» CONSEGNA
Prosegui il testo sulla commemorazione della strage di Marcinelle, riprendendo subito dopo la sua ultima frase.

» TESTO PROPOSTO
▼
ROMA – Giorgio Napolitano ricorda la strage di Marcinelle in cui morirono 262 persone, di cui 136 italiani, in una miniera in Belgio. L’8 agosto, eletto Giornata nazionale del sacrificio del lavoro italiano nel mondo, il presidente della Repubblica invita tutte le istituzioni a non far cadere la tensione sul tema della sicurezza del lavoro. Anche il mondo dell’emigrazione non dimentica.

La politica ricorda la tragedia di Marcinelle, la strage di minatori, di cui molti italiani, che sconvolse il Belgio 54 anni fa. E lo fa stringendosi attorno al monito del Capo dello Stato Giorgio Napolitano che, con fermezza, invita tutte le istituzioni a non far cadere la tensione sul tema della sicurezza del lavoro.

Tema che deve rimanere una priorità assoluta, concorda il presidente del Senato Renato Schifani. “La commemorazione di quella tragedia rinnova l’angoscioso ricordo di una delle più drammatiche pagine della storia del lavoro del nostro paese, opportunamente eletta giornata nazionale del sacrificio del lavoro italiano nel Mondo”, scrive il presidente della Repubblica in un messaggio inviato ai familiari delle vittime.

Quella “terribile vicenda”, rimarca, conserva attuale il suo alto valore di monito sul tema della sicurezza del lavoro. Gli indubbi progressi conseguiti a tal proposito nell’ultimo mezzo secolo non possono infatti giustificare alcuna caduta di impegno delle istituzioni e degli altri soggetti responsabili a fronte del ripresentarsi, in condizioni nuove, di problemi e pericoli non meno gravi che nel passato.

“La sicurezza sul lavoro – rincara Schifani – deve continuare ad essere un impegno inderogabile ed assoluto per garantire a tutti i lavoratori condizioni ambientali prive di pericoli, rispettose delle nostre leggi e della dignità umana”. Una linea che viene recepita da Pdl, Idv ed il resto dell’opposizione che tutti insieme ribadiscono l’obiettivo di mantenere alta l’attenzione su temi fondamentali come la cultura della sicurezza e il rispetto dei diritti dei lavoratori.
▲
» RECORD ARCHIVIATI
▼
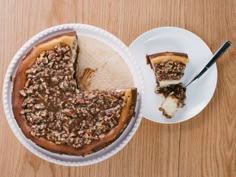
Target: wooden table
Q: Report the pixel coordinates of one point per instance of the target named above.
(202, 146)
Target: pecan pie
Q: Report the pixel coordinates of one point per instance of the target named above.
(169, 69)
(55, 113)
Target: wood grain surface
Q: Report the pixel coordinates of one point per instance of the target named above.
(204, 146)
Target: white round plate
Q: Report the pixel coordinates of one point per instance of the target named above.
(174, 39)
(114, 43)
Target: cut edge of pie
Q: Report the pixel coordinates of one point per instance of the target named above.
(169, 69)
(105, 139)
▲
▼
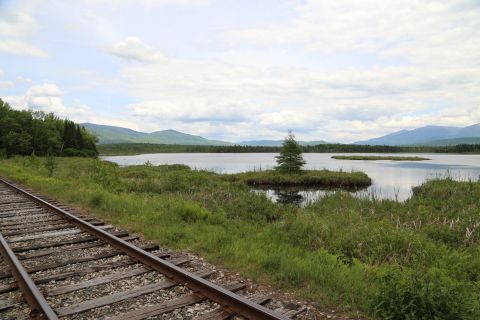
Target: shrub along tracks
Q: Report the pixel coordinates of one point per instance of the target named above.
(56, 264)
▲
▼
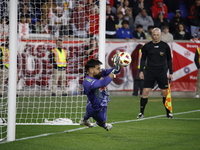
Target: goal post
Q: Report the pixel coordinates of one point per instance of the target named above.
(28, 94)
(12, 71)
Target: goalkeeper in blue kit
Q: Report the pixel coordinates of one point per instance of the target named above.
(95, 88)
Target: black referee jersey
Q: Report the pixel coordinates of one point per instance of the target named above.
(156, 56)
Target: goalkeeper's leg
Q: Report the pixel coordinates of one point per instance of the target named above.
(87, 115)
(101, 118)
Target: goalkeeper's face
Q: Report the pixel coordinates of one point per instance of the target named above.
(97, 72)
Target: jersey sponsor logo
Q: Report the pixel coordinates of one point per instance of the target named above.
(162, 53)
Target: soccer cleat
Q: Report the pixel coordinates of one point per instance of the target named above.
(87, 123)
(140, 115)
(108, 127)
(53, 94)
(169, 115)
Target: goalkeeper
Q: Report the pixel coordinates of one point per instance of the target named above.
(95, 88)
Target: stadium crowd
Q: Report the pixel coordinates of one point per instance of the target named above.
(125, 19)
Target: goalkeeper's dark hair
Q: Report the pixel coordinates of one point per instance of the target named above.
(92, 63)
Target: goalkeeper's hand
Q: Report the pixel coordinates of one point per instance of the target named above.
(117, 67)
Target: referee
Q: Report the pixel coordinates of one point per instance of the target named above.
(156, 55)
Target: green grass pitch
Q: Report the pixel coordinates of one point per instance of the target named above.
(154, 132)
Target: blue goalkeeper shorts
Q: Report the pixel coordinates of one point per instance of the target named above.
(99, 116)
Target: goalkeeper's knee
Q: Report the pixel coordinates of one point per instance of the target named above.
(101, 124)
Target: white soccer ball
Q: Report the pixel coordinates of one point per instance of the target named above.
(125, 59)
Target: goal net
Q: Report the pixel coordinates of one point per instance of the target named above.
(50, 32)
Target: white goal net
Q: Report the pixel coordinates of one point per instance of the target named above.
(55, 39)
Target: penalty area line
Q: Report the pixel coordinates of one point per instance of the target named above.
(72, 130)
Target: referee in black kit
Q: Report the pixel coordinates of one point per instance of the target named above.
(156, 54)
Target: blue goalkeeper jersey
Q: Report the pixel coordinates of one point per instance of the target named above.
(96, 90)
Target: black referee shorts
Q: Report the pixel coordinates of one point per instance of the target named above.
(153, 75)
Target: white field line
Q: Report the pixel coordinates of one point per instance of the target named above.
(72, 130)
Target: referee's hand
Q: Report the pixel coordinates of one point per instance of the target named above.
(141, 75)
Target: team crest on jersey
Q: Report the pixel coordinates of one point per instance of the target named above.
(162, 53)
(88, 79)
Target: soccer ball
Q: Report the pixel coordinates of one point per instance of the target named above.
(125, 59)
▲
» RISULTATO
“Ancora oggi – sottolinea Maurizio Zipponi dell’Idv – si registrano ogni anno più di mille casi di morti bianche. Numeri preoccupanti, soprattutto in un periodo in cui aumentano licenziamenti, cassintegrati e aziende in crisi”. Un invito ad onorare i minatori italiani morti allora viene dal sottosegretario Roberto Menia che invia un messaggio a “tutti i giovani italiani che oggi si trovano impegnati in tutto il mondo e – aggiunge – ci fanno sentire orgogliosi di essere figli della stessa Patria”. Da qui l’invito a cercare di “meritare ogni giorno” il sacrificio di quei lavoratori.

NEL 1956

Strage di 262 minatori, 136 italiani

MARCINELLE – L’8 agosto 1956 a Marcinelle, in Belgio, 262 minatori persero la vita nell’infermo delle miniere del Bois du Cazier. Tra quei lavoratori di dodici diverse nazionalità, più della metà erano italiani, emigrati in Belgio da tutta la Penisola in cerca di un’occupazione. Persero la vita in 136.

Un carrello, di quelli che i minatori usavano per trasportare il carbone, fu la causa della strage. Alle 8:10 del mattino, complice un malinteso tra chi era nel sottosuolo e i manovratori in superficie, uno dei carrelli si bloccò nel montacarichi del pozzo del Bois du Cazier e causò la rottura di un condotto di olio sotto pressione e di alcuni cavi elettrici. Si scatenarono una potente esplosione e un incendio. Nessuna possibilità di scampo per gli uomini al lavoro: furono intrappolati dal fuoco e soffocati dall’ossido di carbonio, a piu’ di mille metri di profondità.

I minatori in Belgio erano chiamati ‘musi neri’, a causa della polvere di carbone che ricopriva i loro volti. Erano poverissimi e vivevano in baracche che pochi anni prima avevano ospitato i prigionieri sovietici dei lager tedeschi e poi, dopo la sconfitta, i prigionieri tedeschi. Dall’Italia ne arrivarono nel dopoguerra 140.000, grazie anche da un accordo uomo-carbone tra i governi: l’Italia inviava mille minatori a settimana in cambio di 200 chili di carbone al giorno per emigrato. Attualmente a Marcinelle le vecchie strutture della miniera, fatte di mattoncini rossi, sono state restaurate, a futura memoria. L’ultimo dei 13 superstiti che era stati riportati fuori vivi dalla miniera è morto nel 2007.

PARLA L’EX MINISTRO TREMAGLIA

Il mondo dell’emigrazione non dimentica

ROMA – L’on. Franco Narducci, vicepresidente della Commissione affari esteri della Camera e presidente dell’Unaie, sabato, alla vigilia dell’anniversario della tragedia mineraria di Marcinelle, ha sottolineato in una nota il “valore profondo che tale commemorazione rappresenta ancora oggi, alla vigilia delle celebrazioni del 150° dell’unità d’Italia”.

“L’omaggio reso l’8 agosto alle vite dei lavoratori deceduti, esempio dell’enorme sacrificio degli italiani nel mondo, deve servire”, ha aggiunto il parlamentare, “anche a rinsaldare il legame tra le comunità che vivono all’estero e la madrepatria”.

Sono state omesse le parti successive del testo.